■ **SET TASK**
Please output the entries below from the line that contains "Task: indicate one point on every instance of the shadow" through the final line, reproduced exactly and alone.

■ **MATERIAL TO PROCESS**
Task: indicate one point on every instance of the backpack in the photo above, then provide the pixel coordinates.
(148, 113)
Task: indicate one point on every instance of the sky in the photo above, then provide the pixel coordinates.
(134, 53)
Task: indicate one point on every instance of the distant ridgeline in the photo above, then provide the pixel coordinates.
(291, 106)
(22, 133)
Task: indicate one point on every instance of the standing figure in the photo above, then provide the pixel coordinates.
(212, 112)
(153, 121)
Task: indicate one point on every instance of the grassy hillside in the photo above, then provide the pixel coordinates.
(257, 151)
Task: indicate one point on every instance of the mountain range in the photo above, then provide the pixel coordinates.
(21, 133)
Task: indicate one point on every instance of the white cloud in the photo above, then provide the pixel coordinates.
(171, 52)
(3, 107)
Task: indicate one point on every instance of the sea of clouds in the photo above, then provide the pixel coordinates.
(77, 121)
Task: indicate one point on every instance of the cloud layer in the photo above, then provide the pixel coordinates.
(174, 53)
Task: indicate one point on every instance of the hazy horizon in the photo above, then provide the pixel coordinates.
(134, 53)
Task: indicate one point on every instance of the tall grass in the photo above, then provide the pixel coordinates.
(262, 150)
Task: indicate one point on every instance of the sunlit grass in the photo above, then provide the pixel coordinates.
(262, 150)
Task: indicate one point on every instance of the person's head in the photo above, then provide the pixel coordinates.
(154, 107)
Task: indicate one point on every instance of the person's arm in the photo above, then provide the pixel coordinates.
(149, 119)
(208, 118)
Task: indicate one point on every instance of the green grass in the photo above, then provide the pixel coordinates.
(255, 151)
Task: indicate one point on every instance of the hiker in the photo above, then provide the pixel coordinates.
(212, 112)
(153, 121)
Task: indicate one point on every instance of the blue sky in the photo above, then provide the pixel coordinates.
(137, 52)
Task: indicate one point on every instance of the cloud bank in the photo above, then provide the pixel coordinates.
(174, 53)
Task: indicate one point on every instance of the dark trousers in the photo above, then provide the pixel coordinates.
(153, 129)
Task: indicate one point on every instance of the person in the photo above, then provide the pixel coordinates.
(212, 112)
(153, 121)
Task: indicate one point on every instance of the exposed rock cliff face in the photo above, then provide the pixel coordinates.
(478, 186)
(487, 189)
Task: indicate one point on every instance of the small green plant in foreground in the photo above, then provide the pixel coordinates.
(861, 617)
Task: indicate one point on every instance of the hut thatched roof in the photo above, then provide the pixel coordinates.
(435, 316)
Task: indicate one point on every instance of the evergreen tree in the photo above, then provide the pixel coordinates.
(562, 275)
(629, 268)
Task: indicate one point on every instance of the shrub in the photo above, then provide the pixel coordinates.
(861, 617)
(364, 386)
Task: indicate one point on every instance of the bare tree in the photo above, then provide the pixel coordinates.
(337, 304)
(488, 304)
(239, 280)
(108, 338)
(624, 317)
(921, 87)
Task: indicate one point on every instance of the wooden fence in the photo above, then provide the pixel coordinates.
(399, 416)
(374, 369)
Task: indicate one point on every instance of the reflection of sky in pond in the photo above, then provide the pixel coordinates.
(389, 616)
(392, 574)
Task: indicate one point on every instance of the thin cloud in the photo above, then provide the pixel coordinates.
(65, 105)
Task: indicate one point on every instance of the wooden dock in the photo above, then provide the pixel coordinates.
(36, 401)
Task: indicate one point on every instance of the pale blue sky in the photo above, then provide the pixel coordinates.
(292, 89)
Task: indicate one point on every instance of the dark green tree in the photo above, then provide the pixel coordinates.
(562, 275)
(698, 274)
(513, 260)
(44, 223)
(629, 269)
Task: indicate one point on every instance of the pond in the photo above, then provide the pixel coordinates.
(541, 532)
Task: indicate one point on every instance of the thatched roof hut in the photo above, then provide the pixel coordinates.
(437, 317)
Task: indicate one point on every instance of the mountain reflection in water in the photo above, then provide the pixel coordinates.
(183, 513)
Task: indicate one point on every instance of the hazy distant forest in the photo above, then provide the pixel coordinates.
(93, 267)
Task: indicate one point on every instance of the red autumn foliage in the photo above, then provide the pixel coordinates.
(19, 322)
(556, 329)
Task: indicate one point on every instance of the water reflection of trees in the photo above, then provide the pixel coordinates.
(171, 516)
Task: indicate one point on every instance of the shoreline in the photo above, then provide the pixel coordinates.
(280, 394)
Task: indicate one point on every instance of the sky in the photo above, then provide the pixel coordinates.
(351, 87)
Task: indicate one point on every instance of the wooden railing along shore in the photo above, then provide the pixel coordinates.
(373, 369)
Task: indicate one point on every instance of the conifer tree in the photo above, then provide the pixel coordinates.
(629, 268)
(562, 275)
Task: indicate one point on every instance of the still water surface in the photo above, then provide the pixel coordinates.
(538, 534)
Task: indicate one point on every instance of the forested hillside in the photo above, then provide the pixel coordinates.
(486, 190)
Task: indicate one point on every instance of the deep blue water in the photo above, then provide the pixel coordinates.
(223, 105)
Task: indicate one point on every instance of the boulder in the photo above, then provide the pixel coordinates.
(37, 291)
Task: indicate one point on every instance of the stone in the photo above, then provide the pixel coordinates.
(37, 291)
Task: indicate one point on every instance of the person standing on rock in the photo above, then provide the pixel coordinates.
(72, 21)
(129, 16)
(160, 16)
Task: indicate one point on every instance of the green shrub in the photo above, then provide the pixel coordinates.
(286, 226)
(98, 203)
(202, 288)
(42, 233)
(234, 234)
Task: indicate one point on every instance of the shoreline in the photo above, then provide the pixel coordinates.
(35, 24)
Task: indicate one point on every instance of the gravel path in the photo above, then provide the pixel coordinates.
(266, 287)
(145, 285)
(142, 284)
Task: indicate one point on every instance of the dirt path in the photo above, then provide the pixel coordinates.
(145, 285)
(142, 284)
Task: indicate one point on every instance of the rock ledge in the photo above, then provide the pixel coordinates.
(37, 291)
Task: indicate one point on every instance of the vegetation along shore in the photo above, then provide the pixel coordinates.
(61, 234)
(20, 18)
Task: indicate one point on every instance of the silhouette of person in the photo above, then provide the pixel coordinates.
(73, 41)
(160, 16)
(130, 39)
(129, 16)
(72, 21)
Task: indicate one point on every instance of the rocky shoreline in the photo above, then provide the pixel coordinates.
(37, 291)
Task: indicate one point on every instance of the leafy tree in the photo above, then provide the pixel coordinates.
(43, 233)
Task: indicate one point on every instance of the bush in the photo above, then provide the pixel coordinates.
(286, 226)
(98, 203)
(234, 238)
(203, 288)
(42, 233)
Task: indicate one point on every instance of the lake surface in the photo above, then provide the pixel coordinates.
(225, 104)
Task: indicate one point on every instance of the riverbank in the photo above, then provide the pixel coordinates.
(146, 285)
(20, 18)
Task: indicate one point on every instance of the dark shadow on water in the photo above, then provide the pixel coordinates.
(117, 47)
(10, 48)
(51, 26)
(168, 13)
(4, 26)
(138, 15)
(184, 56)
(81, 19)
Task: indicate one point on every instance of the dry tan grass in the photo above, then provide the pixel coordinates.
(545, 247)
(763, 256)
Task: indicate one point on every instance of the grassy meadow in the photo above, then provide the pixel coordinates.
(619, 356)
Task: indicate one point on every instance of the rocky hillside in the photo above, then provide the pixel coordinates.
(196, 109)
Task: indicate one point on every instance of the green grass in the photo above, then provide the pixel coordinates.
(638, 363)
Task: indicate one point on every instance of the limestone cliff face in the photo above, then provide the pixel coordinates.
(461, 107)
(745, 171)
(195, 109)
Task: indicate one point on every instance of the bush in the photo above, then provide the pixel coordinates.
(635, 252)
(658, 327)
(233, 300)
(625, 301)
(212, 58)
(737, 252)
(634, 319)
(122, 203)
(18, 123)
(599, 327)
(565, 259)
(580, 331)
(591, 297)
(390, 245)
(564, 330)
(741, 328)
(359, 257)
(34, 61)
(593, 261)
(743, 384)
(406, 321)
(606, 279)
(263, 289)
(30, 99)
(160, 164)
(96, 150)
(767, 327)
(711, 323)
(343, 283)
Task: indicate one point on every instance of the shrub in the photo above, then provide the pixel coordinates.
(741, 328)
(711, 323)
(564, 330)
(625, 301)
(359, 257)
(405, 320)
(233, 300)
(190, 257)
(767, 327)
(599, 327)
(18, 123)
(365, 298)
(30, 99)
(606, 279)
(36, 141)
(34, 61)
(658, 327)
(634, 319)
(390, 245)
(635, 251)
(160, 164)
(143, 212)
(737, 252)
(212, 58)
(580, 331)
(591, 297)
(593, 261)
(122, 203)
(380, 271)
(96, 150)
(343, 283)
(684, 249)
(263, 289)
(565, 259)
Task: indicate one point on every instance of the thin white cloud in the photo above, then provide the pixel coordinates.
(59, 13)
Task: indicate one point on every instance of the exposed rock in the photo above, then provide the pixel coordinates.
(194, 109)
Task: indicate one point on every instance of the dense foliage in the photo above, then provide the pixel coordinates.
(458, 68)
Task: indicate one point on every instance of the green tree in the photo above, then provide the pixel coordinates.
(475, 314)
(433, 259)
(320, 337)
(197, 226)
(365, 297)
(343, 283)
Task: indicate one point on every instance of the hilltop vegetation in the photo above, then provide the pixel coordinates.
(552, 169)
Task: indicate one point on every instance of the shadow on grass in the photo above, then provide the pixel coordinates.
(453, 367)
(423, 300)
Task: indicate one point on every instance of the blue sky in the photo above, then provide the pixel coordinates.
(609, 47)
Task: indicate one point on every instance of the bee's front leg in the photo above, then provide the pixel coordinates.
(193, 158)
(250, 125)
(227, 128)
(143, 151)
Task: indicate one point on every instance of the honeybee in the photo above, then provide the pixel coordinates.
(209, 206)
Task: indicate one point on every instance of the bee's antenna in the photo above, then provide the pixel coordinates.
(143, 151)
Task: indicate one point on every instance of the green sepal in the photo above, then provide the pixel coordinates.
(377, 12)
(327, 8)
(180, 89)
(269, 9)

■ **WRITTEN SOLUTION**
Task: indicate one point on every instance of the shadow on grass in the photo above, then provide the pixel coordinates.
(453, 367)
(423, 300)
Task: indicate one point on every instance of the blue sky in the photo above, then provide the pixel coordinates.
(609, 47)
Task: indicate one point on every instance of the bee's front leg in the photo above, then provide the pixel coordinates.
(193, 158)
(250, 125)
(227, 128)
(143, 151)
Task: indicate one point on every instance of the honeybee in the photo above, then provide the pixel coordinates.
(209, 206)
Task: indicate one point on every instance of the bee's antenna in the photo above, then provide the pixel coordinates.
(143, 151)
Task: indicate one point on every instance of the green sepal in the photo above, then provide the pixel coordinates.
(377, 12)
(327, 8)
(180, 89)
(269, 9)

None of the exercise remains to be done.